* **INSTRUCTIONS FOR THE TASK**
Please set down all the lines beneath this one exactly, without the pictures.

* **ENTRIES**
⁂

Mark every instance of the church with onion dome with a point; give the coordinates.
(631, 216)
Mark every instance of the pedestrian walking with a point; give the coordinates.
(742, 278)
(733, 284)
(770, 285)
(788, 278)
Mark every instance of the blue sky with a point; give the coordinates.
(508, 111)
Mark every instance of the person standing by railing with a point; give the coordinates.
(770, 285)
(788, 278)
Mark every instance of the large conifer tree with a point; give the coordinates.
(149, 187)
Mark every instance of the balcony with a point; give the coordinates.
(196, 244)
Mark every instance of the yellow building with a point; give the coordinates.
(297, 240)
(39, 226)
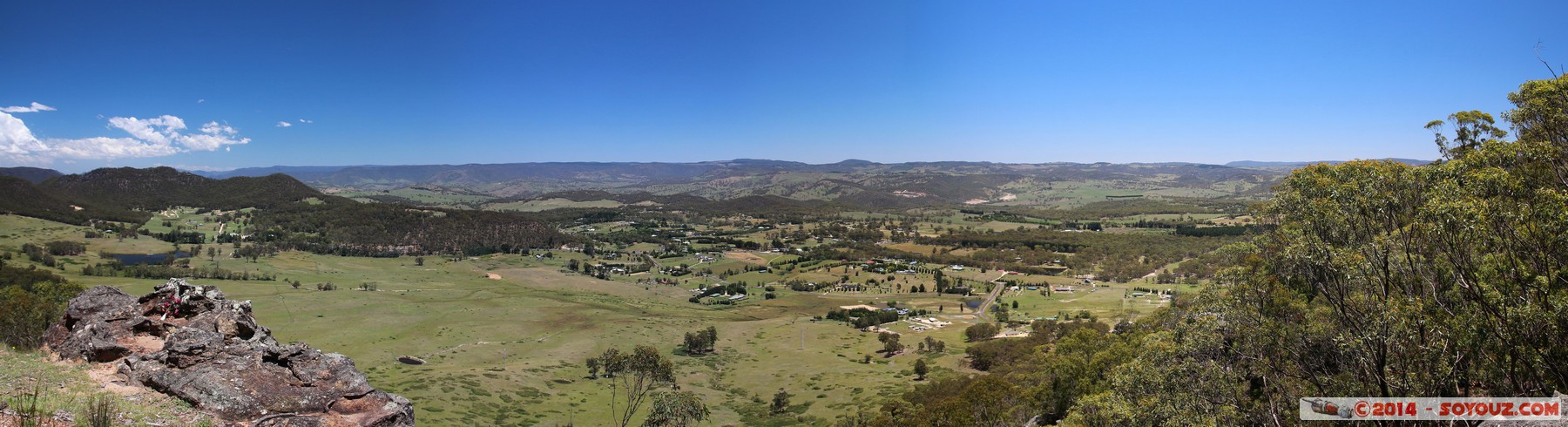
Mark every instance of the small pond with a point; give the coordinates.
(133, 260)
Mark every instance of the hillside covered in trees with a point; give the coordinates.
(1382, 278)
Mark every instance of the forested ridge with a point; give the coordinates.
(1379, 278)
(350, 228)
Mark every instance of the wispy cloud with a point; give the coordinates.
(198, 168)
(151, 137)
(29, 109)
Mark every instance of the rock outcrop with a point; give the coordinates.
(192, 342)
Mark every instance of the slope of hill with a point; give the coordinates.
(858, 182)
(1256, 164)
(156, 189)
(24, 198)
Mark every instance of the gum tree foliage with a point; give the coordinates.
(632, 377)
(678, 409)
(1366, 278)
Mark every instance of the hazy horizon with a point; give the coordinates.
(220, 86)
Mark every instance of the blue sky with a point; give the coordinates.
(207, 85)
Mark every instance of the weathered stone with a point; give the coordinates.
(219, 358)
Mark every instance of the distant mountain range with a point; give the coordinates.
(1254, 164)
(739, 182)
(129, 193)
(858, 182)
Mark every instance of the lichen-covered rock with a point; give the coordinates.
(215, 356)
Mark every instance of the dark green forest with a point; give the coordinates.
(1380, 278)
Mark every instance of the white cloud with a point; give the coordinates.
(152, 137)
(149, 129)
(217, 129)
(30, 109)
(198, 168)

⁂

* **REPLY TO THE EXERCISE**
Mark every instance of the church with onion dome with a point; give the coordinates.
(631, 216)
Mark every instance of the pedestrian walking with a point; give the coordinates.
(742, 278)
(733, 284)
(770, 285)
(788, 278)
Mark every instance of the blue sky with a point; give the coordinates.
(508, 111)
Mark every instance of the person standing by railing with a point; give the coordinates.
(770, 285)
(788, 278)
Mark every instance of the large conifer tree with a point; give the coordinates.
(149, 187)
Mark every instance of the balcony with a point; give the coordinates.
(196, 244)
Mark every instance of the yellow building with a point; give the coordinates.
(297, 240)
(39, 226)
Mark every instance of the small pond with a point; give the coordinates.
(133, 260)
Mark every instance of the hillside covered in trees with a point; give the coordinates.
(1382, 278)
Mark every instance of the forested ridge with a point; give the coordinates.
(1379, 278)
(350, 228)
Mark every instance of the wispy cloud with a point; give the coordinates.
(198, 168)
(151, 137)
(29, 109)
Mark every instance of the rock outcrop with a point; give the coordinates.
(192, 342)
Mark every instance of the slope of hill with a point; give the coordinates.
(858, 182)
(1256, 164)
(156, 189)
(24, 198)
Mark every instance of the gum tree foliage with a point; give the coordinates.
(632, 377)
(678, 409)
(1366, 278)
Mark every instance of the hazy horizon with a point; give the coordinates.
(220, 86)
Mark every instance of the blue sky with a point; give the coordinates.
(207, 85)
Mark every instance of the weathered stone with a point; give the coordinates.
(219, 358)
Mark every instance of the distant mountain range with a point; give the coordinates.
(1254, 164)
(739, 182)
(129, 193)
(858, 182)
Mark every instance of the lichen-covered rock with a point; give the coordinates.
(215, 356)
Mark every instance of the dark green forest with a point; give the coordinates.
(1380, 278)
Mark every instance of the white cloud with a point; give the coordinates.
(152, 137)
(149, 129)
(217, 129)
(30, 109)
(198, 168)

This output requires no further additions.